▶ [SELECTED PASSAGE]

#####

Tag Archives: print

Print Review (Morning Musings for 8/19/14)

We are very fortunate to be part of a small group of photographers and friends who gather every six weeks or so in one of our homes for an informal print review. Each of the photographers is talented and expressive, and while our stylistic and subject preferences overlap, each has a unique style and photographic “voice.”

Print reviews, especially when the participants comprise a group of very talented and perceptive photographers who are also friends, are very, very useful. They tend to force me to switch out of the regular ongoing “flow” of making a lot of photographs, and towards a more directed task of choosing work worthy of showing and then making decent prints of the work. This switch is another element of the “discipline” component of photography. Even more important, I hear diverse responses to the work, which range from the purely emotional (very important) to technical observations (also important).

It is interesting to see the range of responses — sometimes they are pretty much what I expected based on my own relationship to the images, but at other times I’m surprised. I had two of those surprises last night, and each of them came in the case of sets of related prints that I shared. One was a small group of three street photographs from my recent visit to New York City, photographs of dense and busy spaces that feature intense and wild color palettes. I had originally preferred one of the images to the others, but was beginning to gravitate to a second one in the set that included many more people. To my surprise, the group responded most strongly to the third, and their reactions to it made me reconsider my own feelings about the images in several ways.

#####

▶ [PROBLEMS]
1. In the print review post, how often does the group of photographers meet?
2. Carry on the print review post from its final sentence.

#####

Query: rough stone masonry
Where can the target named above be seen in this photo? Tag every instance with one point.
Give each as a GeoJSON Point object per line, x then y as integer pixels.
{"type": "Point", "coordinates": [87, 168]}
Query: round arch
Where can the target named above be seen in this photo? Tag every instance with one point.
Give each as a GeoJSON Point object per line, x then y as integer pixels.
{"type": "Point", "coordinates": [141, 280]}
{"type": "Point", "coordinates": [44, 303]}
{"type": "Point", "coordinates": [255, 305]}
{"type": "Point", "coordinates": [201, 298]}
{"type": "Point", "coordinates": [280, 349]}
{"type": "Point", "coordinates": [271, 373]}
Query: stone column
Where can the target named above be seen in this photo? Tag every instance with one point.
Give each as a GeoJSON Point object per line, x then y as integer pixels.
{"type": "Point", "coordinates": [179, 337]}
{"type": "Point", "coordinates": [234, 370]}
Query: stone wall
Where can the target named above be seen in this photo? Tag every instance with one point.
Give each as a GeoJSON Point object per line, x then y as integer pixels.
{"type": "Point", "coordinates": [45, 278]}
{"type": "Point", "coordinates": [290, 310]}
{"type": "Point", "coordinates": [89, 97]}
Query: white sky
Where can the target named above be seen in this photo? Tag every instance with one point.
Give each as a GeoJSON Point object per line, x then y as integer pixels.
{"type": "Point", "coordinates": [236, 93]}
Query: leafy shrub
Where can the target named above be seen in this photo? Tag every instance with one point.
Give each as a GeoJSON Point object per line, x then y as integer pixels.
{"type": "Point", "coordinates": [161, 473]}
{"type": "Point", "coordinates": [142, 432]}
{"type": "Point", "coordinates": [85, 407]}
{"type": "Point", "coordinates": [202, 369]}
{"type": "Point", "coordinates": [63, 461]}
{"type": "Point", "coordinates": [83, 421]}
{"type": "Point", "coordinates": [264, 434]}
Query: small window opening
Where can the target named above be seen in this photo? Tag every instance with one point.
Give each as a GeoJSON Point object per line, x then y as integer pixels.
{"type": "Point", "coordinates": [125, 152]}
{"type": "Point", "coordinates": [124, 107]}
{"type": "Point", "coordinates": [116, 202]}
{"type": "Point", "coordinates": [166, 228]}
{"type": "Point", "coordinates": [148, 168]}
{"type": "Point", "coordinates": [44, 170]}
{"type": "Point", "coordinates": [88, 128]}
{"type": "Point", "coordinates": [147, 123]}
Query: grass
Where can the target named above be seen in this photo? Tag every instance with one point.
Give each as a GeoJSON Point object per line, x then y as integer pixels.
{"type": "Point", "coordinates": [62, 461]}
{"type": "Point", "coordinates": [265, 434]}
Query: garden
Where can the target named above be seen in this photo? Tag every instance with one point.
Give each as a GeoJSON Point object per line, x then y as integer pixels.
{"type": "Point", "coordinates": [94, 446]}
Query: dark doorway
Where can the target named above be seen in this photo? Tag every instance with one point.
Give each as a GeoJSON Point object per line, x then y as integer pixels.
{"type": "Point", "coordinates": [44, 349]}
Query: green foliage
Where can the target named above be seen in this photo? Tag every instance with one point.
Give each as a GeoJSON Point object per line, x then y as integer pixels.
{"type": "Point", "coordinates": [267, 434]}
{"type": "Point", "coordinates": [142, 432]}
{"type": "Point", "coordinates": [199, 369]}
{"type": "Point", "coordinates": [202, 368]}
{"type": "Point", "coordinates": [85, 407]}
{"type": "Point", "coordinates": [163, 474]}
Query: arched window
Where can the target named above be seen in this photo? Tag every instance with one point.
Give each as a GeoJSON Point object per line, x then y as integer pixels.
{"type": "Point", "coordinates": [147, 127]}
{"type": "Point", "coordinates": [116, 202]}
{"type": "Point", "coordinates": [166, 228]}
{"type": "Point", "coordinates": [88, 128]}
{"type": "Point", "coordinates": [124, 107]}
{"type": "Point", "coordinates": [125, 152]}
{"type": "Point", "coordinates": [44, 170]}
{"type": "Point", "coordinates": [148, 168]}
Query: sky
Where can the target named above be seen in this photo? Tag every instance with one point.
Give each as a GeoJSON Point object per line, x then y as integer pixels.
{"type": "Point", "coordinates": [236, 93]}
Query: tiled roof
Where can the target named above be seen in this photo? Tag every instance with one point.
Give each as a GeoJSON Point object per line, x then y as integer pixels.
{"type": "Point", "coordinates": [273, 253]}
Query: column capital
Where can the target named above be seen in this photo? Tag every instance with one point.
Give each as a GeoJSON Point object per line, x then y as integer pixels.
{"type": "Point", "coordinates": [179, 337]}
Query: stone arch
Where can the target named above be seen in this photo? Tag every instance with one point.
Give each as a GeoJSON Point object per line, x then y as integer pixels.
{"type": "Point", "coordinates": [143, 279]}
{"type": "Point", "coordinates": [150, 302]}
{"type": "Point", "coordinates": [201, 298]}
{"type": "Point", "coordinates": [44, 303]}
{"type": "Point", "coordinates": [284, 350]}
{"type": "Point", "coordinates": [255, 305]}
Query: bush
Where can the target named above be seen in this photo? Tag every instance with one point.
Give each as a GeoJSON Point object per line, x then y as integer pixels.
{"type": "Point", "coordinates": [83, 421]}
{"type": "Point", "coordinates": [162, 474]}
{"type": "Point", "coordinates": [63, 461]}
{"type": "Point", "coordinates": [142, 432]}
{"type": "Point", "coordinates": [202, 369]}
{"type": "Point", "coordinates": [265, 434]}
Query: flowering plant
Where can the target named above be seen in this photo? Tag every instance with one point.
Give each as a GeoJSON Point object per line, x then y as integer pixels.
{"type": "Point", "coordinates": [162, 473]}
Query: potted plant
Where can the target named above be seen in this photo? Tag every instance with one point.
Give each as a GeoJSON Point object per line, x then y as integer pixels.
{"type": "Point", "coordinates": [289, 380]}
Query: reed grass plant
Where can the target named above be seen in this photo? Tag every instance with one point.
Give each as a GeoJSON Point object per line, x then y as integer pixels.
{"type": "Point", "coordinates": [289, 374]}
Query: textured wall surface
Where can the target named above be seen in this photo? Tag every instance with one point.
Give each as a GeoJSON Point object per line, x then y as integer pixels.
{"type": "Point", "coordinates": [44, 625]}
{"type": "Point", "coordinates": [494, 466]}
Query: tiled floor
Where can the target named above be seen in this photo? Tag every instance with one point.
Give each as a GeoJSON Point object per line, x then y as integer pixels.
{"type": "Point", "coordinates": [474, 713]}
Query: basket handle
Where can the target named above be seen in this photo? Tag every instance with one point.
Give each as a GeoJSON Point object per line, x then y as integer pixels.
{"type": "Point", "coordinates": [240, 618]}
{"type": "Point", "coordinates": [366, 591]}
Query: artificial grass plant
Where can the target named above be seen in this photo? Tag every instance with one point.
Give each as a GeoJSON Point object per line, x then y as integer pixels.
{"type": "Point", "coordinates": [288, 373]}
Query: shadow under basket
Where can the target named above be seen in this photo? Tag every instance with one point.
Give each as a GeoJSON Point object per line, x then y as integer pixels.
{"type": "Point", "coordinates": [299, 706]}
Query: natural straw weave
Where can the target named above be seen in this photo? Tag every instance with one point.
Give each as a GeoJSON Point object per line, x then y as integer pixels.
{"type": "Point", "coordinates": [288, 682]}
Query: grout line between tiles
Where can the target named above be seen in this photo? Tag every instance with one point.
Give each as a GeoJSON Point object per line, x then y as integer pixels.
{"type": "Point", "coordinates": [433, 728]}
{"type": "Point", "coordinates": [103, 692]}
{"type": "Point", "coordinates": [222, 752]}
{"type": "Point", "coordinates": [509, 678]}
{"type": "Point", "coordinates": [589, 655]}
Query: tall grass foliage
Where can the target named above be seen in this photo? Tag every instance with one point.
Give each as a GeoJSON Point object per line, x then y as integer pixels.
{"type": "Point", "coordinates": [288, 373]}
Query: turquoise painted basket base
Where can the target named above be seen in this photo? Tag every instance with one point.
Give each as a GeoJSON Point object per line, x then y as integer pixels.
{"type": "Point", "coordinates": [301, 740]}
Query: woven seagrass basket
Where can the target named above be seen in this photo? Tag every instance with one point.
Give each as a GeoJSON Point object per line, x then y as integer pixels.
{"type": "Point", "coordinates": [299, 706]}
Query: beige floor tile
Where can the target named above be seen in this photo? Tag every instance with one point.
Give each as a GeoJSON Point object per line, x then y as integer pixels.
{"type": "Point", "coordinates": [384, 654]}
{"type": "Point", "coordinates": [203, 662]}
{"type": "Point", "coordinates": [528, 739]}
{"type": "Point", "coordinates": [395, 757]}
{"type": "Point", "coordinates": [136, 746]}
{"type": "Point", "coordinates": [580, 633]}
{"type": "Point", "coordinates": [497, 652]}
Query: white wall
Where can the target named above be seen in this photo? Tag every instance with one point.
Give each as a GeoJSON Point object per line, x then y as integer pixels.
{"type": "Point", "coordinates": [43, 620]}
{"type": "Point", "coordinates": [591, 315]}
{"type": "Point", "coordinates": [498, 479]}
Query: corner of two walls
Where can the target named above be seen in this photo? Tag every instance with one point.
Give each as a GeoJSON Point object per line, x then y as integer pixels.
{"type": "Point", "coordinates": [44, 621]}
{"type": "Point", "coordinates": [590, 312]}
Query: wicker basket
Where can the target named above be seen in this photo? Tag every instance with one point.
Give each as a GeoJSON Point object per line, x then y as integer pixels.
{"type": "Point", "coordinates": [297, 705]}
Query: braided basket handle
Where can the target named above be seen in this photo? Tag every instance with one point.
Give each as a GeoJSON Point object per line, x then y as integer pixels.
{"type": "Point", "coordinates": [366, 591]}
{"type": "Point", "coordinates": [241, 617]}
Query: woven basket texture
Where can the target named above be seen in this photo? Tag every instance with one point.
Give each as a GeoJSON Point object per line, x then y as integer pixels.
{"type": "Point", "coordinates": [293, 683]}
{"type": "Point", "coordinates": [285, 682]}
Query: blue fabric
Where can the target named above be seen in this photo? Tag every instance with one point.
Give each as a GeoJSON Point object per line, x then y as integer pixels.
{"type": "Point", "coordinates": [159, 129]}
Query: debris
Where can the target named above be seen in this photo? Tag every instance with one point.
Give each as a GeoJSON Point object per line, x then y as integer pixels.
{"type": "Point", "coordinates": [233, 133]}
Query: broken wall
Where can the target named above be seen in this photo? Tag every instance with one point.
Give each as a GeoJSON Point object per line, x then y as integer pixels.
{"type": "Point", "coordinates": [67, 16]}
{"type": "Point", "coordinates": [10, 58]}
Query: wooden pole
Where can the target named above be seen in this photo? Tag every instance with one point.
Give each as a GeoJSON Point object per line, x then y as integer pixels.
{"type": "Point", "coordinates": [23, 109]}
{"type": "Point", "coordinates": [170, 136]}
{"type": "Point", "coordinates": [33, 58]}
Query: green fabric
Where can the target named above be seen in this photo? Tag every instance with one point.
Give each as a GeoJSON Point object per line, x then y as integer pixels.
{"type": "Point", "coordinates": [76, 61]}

#####

▶ [FINAL ANSWERS]
1. About every six weeks, in one of the members' homes.

2.
The second group of photographs included five high-key black and white photographs, all of which belong to minimalist thread in my work that is about luminous atmosphere, usually from fog, that is so brightly lit by sun that it almost hurts to look into the scene. In order to get prints to somehow suggest that quality, I push the luminosity levels up about as far as possible, and the resulting images are somewhat minimal and often contain large areas of gentle tonal gradation. Among the five I shared were four that I made in California’s Central Valley. One of these is truly minimal, with a nearly invisible and diffuse horizon dividing an extremely luminous foggy sky from its reflection in still water below, and the only clear details are a few scattered birds in the water. I had almost chosen to not include this print, thinking that it might just be too minimal for other viewers. Much to my surprise, and without any prodding from me, the group preferred this image over the others. Live and learn!

Finally, it is a wonderful and useful discipline to hear my work critiqued and mostly adopt a learner’s attitude about what I hear. It is in my nature to try to persuade others of my point of view, but that is usually (but not quite always) the least useful way to deal with critique. The best and most useful thing is to hear and understand what others are seeing in the work, and to a consider it even if it doesn’t mesh with my own perspective. In the end, I can choose to accept or not what I hear, but hearing it is incredibly useful and important.

If you are fortunate enough to have perceptive, knowledgable, sympathetic photographer friends, I urge you to try to get together and try this, and to stick with it long enough to allow the process and the relationships to grow. (And thanks to any of you in the group who are reading this!)

G Dan Mitchell is a California photographer and visual opportunist whose subjects include the Pacific coast, redwood forests, central California oak/grasslands, the Sierra Nevada, California deserts, urban landscapes, night photography, and more.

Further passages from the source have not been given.